PROBLEM REQUIREMENTS:
What is needed is a word-for-word transcription of every record below.

INPUT FOR THIS TASK:
● ● ● ●

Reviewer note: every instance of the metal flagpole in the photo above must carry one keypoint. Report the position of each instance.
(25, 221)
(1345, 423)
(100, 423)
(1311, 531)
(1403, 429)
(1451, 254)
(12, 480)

● ● ● ●

RESPONSE TO THE TASK:
Reviewer note: every instance of the metal flagpole in the photo above must carry one keypoint. Report the position of each instance.
(25, 221)
(1345, 423)
(100, 423)
(1311, 531)
(1403, 429)
(1451, 254)
(12, 480)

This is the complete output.